* [DIRECTION]: Copy all records verbatim.

* [EXERCISE DATA]:
□ □ □ □ □
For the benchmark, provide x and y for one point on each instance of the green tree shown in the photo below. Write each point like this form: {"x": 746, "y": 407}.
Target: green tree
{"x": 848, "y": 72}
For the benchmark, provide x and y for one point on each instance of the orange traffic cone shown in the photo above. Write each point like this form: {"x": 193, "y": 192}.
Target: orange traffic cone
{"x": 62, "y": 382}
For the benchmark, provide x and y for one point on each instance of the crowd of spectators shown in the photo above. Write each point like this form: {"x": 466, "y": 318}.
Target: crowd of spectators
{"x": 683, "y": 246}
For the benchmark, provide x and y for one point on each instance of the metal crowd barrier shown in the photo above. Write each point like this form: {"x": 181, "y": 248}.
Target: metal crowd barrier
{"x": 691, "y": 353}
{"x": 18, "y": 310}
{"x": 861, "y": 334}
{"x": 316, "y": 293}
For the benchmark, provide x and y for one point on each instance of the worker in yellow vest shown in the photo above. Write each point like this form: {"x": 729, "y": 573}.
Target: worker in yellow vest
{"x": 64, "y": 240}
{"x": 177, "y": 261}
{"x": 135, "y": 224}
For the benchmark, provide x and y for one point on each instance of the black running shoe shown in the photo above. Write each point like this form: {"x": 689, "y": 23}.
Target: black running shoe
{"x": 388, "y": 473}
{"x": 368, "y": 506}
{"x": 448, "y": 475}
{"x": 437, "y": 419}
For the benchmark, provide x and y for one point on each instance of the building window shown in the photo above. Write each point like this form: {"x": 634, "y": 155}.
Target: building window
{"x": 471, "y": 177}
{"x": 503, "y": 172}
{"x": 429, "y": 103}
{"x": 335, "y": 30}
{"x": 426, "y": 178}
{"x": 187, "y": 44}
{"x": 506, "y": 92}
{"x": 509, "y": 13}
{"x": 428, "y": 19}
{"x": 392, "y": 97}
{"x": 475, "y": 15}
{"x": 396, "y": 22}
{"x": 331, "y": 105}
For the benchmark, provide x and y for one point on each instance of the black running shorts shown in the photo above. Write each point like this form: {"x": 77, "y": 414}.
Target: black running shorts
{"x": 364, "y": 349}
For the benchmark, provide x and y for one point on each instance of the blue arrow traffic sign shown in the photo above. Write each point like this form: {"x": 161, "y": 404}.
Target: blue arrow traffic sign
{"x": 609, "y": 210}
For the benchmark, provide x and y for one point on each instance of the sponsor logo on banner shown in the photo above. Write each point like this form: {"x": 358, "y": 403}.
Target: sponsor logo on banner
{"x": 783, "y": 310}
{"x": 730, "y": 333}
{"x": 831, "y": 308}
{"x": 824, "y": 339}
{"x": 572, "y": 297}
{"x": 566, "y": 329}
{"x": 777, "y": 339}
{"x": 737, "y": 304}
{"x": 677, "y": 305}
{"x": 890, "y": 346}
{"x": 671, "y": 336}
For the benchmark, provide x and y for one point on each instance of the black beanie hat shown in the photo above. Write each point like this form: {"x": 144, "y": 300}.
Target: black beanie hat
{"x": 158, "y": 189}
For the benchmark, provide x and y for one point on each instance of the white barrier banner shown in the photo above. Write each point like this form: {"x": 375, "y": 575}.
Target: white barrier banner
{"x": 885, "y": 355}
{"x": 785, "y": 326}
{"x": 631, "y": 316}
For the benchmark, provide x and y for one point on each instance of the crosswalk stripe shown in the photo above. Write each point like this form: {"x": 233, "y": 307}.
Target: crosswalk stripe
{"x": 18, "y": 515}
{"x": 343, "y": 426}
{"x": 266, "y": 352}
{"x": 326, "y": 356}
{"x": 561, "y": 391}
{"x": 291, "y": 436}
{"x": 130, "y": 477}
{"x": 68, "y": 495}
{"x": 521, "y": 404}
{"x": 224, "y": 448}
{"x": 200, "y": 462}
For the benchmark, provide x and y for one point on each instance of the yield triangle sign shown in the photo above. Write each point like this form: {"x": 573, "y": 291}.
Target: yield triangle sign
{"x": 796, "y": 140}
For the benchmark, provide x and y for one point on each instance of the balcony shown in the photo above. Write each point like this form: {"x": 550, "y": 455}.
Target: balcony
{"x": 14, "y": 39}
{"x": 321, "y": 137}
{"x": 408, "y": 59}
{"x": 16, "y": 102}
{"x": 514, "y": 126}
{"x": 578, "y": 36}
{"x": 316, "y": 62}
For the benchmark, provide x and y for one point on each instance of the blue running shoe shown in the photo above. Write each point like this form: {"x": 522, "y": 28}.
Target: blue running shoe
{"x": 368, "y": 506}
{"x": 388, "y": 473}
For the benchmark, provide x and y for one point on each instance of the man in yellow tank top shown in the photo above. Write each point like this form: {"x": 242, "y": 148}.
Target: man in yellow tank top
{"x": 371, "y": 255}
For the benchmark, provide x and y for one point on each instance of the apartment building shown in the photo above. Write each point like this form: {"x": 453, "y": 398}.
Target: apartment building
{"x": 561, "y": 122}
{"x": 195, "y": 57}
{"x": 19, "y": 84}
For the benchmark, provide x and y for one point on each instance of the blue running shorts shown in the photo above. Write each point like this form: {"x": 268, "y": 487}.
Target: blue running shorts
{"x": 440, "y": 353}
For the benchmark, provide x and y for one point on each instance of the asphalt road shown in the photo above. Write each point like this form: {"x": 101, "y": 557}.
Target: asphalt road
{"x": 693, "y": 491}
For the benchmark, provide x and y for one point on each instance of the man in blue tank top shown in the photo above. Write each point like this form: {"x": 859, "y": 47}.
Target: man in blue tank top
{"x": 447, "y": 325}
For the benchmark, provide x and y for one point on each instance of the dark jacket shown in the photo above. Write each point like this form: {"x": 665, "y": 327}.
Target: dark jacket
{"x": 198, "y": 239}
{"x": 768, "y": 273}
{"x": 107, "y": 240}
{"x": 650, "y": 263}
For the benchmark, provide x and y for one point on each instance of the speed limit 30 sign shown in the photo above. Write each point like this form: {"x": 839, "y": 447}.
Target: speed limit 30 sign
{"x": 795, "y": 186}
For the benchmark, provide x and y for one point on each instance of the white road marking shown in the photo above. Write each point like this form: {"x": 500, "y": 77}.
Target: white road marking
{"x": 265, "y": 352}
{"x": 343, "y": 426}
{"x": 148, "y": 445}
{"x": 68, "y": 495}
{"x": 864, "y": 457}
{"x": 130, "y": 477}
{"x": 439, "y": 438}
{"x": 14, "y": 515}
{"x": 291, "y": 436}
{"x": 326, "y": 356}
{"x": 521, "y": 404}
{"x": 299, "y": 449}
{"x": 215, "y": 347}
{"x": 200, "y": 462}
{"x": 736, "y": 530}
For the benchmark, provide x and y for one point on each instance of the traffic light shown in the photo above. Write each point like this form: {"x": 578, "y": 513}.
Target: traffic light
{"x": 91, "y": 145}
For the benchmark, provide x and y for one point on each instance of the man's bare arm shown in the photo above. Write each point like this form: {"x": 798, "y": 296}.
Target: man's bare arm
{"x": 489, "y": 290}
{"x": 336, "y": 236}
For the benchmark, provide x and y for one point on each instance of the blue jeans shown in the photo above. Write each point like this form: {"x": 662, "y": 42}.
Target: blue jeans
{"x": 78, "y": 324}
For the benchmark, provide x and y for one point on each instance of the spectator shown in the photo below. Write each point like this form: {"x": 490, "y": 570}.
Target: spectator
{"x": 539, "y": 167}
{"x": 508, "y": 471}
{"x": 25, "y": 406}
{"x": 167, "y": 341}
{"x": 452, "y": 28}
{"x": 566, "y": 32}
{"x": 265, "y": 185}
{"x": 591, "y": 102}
□ □ □ □ □
* [EXERCISE SOLUTION]:
For the benchmark, provide x and y for one point on each instance of the green tree shown in the photo below. Write each point like this form: {"x": 746, "y": 407}.
Target: green tree
{"x": 848, "y": 72}
For the benchmark, provide x and y for one point on each instance of the orange traffic cone shown in the photo above. Write each point like this form: {"x": 193, "y": 192}.
Target: orange traffic cone
{"x": 62, "y": 382}
For the benchmark, provide x and y for one point on each instance of the crowd of spectators shown in the photo above. Write each point like this form: {"x": 466, "y": 318}.
Target: crowd of spectators
{"x": 683, "y": 246}
For the benchmark, provide x and y for one point on each instance of the metal crowd barrier shown in the photo above. Write each point like this form: {"x": 181, "y": 248}.
Target: metal crowd barrier
{"x": 691, "y": 353}
{"x": 18, "y": 310}
{"x": 861, "y": 334}
{"x": 316, "y": 293}
For the benchmark, provide x and y for one point on each instance of the worker in yellow vest shown in the photo above. Write each point like this form: {"x": 729, "y": 573}.
Target: worker in yellow vest
{"x": 64, "y": 240}
{"x": 177, "y": 261}
{"x": 135, "y": 224}
For the benchmark, provide x and y for one point on each instance of the black running shoe shown in the photo above. Write each point like this form: {"x": 689, "y": 23}.
Target: black running shoe
{"x": 388, "y": 473}
{"x": 368, "y": 506}
{"x": 448, "y": 475}
{"x": 437, "y": 419}
For the benchmark, provide x and y for one point on each instance of the building window shown in the photo above. Write each point like this form: {"x": 634, "y": 155}.
Target: building window
{"x": 471, "y": 177}
{"x": 503, "y": 172}
{"x": 429, "y": 103}
{"x": 335, "y": 30}
{"x": 426, "y": 178}
{"x": 187, "y": 44}
{"x": 506, "y": 92}
{"x": 509, "y": 13}
{"x": 428, "y": 19}
{"x": 392, "y": 97}
{"x": 475, "y": 15}
{"x": 396, "y": 22}
{"x": 331, "y": 105}
For the benchmark, provide x and y for one point on each instance of the black running shorts shown in the photo above. Write each point like this form: {"x": 77, "y": 414}.
Target: black running shorts
{"x": 364, "y": 349}
For the benchmark, provide x and y for one point on each instance of the blue arrow traffic sign shown in the photo above. Write each point like this form: {"x": 161, "y": 404}.
Target: blue arrow traffic sign
{"x": 609, "y": 210}
For the benchmark, provide x and y for one point on each instance of the sponsor logo on banner shown in the photo above. Write each point like this form: {"x": 358, "y": 403}.
Target: sponsor logo on banner
{"x": 783, "y": 310}
{"x": 730, "y": 333}
{"x": 831, "y": 308}
{"x": 824, "y": 339}
{"x": 572, "y": 297}
{"x": 566, "y": 329}
{"x": 777, "y": 339}
{"x": 737, "y": 304}
{"x": 677, "y": 305}
{"x": 890, "y": 346}
{"x": 671, "y": 336}
For the benchmark, provide x and y for one point on each instance of the black beanie hat shown in the photo above. Write each point like this form: {"x": 144, "y": 300}.
Target: black beanie hat
{"x": 158, "y": 189}
For the benchmark, provide x and y for one point on each instance of the white barrier banner shown in the photo above. Write each point like this form: {"x": 375, "y": 575}.
Target: white barrier banner
{"x": 885, "y": 355}
{"x": 785, "y": 326}
{"x": 631, "y": 316}
For the benchmark, provide x and y for one point on each instance of the crosswalk stripe shown in the photo above. Write each point like this form: {"x": 233, "y": 307}.
Target: crosswalk stripe
{"x": 18, "y": 515}
{"x": 343, "y": 426}
{"x": 266, "y": 352}
{"x": 326, "y": 356}
{"x": 561, "y": 391}
{"x": 291, "y": 436}
{"x": 130, "y": 477}
{"x": 68, "y": 495}
{"x": 521, "y": 404}
{"x": 224, "y": 448}
{"x": 200, "y": 462}
For the benchmark, provide x and y for one point on each instance of the yield triangle sign shown in the photo above. Write each point like this form: {"x": 573, "y": 291}.
Target: yield triangle sign
{"x": 796, "y": 140}
For the benchmark, provide x and y for one point on each instance of the balcony shown in the photo above. Write each point like this form: {"x": 550, "y": 455}.
Target: balcony
{"x": 14, "y": 39}
{"x": 321, "y": 137}
{"x": 408, "y": 59}
{"x": 16, "y": 102}
{"x": 514, "y": 126}
{"x": 578, "y": 36}
{"x": 316, "y": 62}
For the benchmark, provide x and y for one point on each instance of the blue running shoe shown in the photo above. Write each point like this form: {"x": 522, "y": 28}.
Target: blue running shoe
{"x": 368, "y": 506}
{"x": 388, "y": 473}
For the benchmark, provide x and y for one point on each instance of the man in yellow tank top shown in the photo above. Write each point like this form: {"x": 242, "y": 148}.
Target: man in yellow tank top
{"x": 371, "y": 255}
For the benchmark, provide x and y for one point on each instance of the apartment building shown in the photo above. Write each point like this form: {"x": 453, "y": 398}.
Target: apartment building
{"x": 561, "y": 122}
{"x": 195, "y": 57}
{"x": 19, "y": 84}
For the benchmark, provide x and y for one point on each instance of the blue running shorts shown in the photo above. Write each point like this form: {"x": 268, "y": 487}.
Target: blue running shorts
{"x": 440, "y": 353}
For the benchmark, provide x and y for one point on each instance of the asphalt road shown in the photo above. Write each point like this form: {"x": 101, "y": 557}.
Target: asphalt road
{"x": 693, "y": 491}
For the benchmark, provide x and y for one point on each instance of the man in blue tank top shown in the photo above. Write each point like this form: {"x": 859, "y": 47}.
Target: man in blue tank top
{"x": 447, "y": 325}
For the benchmark, provide x and y for one point on each instance of the dark jacket shown in the photo above. Write each point like this form: {"x": 665, "y": 327}.
Target: dark jacket
{"x": 198, "y": 239}
{"x": 768, "y": 273}
{"x": 107, "y": 240}
{"x": 650, "y": 263}
For the benchmark, provide x and y for one point on each instance of the speed limit 30 sign shown in the photo above. Write each point like this form: {"x": 839, "y": 447}.
Target: speed limit 30 sign
{"x": 795, "y": 186}
For the benchmark, provide x and y for one point on each instance of the white road marking shown in the photo above. Write each point like this form: {"x": 500, "y": 77}.
Target: white road marking
{"x": 265, "y": 352}
{"x": 343, "y": 426}
{"x": 148, "y": 445}
{"x": 68, "y": 495}
{"x": 864, "y": 457}
{"x": 130, "y": 477}
{"x": 439, "y": 438}
{"x": 14, "y": 515}
{"x": 291, "y": 436}
{"x": 326, "y": 356}
{"x": 521, "y": 404}
{"x": 299, "y": 449}
{"x": 215, "y": 347}
{"x": 200, "y": 462}
{"x": 736, "y": 530}
For the benchmark, provide x and y for one point on each instance of the traffic light shown in the photo above. Write each point like this form: {"x": 578, "y": 513}.
Target: traffic light
{"x": 91, "y": 145}
For the benchmark, provide x and y for one point on each instance of the man's bare arm shown in the photo above. Write each point like this form: {"x": 798, "y": 296}.
Target: man's bare arm
{"x": 489, "y": 290}
{"x": 336, "y": 236}
For the benchmark, provide x and y for one point on each instance of the blue jeans shown in the photo above. Write each point like this form: {"x": 662, "y": 42}.
Target: blue jeans
{"x": 78, "y": 324}
For the benchmark, provide x and y for one point on each instance of the spectator shown in the photo below. Write each point like this form: {"x": 490, "y": 570}.
Target: spectator
{"x": 539, "y": 167}
{"x": 508, "y": 471}
{"x": 25, "y": 406}
{"x": 167, "y": 341}
{"x": 452, "y": 28}
{"x": 566, "y": 32}
{"x": 265, "y": 185}
{"x": 591, "y": 102}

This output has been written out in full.